**Given exercise**
Rewrite every line from the start of the stored records up to and including the line with "[0, 272, 652, 329]", keeping the request text and the sample response as they are. Multiply each bounding-box coordinate in the responses by 2.3 and round to whole numbers, with halves rounded up.

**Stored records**
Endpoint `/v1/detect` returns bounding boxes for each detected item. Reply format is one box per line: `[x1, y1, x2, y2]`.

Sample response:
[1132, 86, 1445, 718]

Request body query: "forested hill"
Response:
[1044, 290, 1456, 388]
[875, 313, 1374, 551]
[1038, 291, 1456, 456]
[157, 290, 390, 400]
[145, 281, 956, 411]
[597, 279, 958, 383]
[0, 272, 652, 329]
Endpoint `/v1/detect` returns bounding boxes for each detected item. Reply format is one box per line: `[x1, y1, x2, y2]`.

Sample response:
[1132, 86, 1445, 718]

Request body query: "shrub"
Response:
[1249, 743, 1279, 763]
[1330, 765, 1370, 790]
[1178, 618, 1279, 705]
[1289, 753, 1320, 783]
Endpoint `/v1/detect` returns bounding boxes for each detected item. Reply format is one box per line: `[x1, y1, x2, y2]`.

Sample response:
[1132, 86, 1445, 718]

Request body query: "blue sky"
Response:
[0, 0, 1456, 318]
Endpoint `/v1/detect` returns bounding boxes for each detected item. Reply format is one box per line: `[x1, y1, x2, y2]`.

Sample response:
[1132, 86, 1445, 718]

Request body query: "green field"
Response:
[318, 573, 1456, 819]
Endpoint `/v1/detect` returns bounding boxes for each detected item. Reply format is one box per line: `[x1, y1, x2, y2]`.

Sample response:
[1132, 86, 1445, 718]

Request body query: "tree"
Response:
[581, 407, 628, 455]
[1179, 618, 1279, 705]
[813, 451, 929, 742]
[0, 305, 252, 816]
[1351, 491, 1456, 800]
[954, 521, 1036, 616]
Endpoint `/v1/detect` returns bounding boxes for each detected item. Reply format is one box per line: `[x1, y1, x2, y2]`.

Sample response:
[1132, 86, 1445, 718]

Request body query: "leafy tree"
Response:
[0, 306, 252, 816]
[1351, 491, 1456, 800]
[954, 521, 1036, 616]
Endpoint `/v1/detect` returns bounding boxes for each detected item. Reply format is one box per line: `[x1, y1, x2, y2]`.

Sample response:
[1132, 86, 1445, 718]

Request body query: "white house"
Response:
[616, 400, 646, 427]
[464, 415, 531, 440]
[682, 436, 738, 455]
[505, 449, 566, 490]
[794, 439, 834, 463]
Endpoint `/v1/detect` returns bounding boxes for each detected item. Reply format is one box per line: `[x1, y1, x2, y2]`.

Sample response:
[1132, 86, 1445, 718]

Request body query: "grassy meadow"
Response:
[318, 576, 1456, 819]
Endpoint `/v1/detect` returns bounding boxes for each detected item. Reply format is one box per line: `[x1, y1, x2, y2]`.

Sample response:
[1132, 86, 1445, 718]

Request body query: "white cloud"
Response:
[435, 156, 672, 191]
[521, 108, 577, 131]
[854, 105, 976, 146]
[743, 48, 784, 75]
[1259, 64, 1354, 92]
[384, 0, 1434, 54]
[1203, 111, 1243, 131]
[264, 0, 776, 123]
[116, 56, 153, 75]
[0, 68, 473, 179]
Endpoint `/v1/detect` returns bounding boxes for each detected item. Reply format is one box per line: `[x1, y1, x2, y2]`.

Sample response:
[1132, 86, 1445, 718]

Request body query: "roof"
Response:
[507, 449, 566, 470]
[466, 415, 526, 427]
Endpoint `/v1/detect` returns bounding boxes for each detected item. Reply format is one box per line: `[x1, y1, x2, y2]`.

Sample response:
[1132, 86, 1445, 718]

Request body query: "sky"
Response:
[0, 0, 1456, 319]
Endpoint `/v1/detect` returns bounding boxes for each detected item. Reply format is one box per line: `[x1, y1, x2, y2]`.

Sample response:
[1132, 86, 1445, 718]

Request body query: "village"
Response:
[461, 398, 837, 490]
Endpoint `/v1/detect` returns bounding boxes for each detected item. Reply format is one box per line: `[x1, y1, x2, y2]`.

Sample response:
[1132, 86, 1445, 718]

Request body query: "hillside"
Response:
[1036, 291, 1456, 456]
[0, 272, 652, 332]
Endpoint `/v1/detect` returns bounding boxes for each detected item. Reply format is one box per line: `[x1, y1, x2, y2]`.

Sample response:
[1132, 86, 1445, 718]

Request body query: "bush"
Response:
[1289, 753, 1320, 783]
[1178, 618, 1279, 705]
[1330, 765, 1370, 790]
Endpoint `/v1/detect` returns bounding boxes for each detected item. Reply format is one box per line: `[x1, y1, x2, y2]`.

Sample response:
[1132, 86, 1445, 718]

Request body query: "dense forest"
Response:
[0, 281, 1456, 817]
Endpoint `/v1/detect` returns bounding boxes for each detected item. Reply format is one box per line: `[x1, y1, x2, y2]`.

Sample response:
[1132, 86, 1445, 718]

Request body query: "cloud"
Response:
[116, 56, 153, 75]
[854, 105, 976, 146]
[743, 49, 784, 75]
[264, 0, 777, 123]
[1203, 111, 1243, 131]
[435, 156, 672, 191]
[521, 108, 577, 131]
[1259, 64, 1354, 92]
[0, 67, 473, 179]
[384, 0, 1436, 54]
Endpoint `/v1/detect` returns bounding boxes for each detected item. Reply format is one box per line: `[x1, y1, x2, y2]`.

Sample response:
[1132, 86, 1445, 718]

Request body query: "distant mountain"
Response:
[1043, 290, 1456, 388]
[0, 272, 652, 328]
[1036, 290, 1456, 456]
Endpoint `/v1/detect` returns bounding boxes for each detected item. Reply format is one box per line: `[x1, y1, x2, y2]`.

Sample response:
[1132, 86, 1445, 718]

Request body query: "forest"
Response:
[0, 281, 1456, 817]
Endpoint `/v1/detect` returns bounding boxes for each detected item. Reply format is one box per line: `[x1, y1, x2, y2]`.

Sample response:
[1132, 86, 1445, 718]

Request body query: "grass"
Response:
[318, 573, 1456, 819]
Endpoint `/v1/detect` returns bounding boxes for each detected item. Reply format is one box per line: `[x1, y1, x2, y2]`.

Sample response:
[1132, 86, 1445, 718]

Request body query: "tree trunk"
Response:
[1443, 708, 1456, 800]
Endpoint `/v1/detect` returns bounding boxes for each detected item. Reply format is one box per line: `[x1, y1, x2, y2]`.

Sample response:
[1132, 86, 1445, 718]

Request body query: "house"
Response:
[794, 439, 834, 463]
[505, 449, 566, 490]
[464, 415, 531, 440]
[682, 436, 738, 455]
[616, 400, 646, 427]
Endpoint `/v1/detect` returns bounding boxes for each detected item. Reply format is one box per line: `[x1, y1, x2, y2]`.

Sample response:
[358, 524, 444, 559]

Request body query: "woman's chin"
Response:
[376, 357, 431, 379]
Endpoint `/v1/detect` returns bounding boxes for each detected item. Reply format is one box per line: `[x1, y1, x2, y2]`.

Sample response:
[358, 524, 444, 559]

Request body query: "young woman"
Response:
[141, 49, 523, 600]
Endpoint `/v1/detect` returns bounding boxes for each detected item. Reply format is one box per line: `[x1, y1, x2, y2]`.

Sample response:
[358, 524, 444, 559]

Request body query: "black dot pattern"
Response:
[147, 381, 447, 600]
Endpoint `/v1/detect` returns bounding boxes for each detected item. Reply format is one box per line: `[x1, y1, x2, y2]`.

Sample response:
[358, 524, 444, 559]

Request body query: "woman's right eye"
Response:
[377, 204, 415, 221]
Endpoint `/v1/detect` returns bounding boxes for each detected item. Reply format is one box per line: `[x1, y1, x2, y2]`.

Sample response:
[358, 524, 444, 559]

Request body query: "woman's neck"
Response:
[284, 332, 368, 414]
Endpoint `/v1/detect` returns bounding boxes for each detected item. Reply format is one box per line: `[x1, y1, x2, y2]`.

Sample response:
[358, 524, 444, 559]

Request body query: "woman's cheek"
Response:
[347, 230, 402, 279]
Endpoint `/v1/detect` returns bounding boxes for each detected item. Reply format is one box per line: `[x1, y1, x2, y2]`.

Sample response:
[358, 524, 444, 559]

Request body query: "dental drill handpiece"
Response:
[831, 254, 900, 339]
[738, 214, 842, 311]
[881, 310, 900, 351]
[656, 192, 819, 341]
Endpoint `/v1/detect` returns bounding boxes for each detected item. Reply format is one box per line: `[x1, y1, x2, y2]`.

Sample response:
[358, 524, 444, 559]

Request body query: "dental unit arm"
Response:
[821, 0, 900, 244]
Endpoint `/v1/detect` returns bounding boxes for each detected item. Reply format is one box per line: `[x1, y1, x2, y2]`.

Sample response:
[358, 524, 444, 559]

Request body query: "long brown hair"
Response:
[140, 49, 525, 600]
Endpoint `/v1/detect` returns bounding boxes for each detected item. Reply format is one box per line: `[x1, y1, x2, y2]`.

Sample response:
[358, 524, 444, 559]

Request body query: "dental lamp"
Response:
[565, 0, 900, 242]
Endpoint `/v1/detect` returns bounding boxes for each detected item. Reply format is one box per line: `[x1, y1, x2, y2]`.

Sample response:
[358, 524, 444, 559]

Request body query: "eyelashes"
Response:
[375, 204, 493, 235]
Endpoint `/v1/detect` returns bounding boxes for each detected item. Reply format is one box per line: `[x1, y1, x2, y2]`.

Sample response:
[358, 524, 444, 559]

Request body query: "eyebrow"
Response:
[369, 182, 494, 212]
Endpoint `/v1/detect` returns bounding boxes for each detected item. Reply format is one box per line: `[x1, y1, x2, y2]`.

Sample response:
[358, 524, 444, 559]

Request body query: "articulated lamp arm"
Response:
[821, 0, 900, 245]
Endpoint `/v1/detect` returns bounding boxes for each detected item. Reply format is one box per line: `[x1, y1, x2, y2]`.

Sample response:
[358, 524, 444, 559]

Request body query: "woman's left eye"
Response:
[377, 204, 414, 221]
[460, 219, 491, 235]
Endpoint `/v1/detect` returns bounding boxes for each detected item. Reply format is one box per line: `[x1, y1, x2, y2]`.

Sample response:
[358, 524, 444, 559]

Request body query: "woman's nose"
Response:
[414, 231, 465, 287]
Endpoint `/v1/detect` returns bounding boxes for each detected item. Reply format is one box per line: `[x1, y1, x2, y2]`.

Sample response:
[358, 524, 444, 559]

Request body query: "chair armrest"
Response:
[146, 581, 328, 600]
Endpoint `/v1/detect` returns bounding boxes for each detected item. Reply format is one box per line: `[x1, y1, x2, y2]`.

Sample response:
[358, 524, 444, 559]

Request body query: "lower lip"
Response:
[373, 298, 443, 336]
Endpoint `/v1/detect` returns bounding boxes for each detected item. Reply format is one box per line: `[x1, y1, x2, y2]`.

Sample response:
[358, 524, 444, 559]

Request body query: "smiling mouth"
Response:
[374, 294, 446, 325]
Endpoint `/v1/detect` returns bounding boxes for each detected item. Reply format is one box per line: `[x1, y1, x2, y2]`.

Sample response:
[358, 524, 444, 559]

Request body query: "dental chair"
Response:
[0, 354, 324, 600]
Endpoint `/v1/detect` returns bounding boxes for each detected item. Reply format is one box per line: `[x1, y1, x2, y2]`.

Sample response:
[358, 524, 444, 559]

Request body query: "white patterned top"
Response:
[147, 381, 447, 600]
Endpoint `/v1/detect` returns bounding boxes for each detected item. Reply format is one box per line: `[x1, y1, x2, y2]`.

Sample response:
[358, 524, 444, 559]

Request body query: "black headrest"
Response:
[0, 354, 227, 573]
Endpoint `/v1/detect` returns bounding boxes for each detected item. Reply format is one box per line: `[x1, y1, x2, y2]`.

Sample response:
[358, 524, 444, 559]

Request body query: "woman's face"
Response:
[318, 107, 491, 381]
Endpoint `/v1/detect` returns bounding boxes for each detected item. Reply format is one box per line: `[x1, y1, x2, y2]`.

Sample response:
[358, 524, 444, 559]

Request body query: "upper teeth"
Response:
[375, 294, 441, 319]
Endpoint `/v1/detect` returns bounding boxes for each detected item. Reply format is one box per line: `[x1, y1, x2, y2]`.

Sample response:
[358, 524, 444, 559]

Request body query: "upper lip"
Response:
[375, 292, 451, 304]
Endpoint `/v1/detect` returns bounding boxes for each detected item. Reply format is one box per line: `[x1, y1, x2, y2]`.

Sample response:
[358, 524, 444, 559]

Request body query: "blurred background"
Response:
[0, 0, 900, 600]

**Solved exercise**
Endpoint `/v1/detect` returns bounding boxes for each detected item. Reply format is one box per line: `[x1, y1, x2, y2]`.

Sample response:
[1132, 86, 1445, 718]

Request body query: "forested hill"
Response:
[2401, 667, 3349, 892]
[2013, 720, 3160, 1267]
[2387, 669, 3349, 1049]
[361, 667, 897, 920]
[334, 646, 2199, 945]
[1373, 642, 2203, 881]
[0, 626, 1500, 757]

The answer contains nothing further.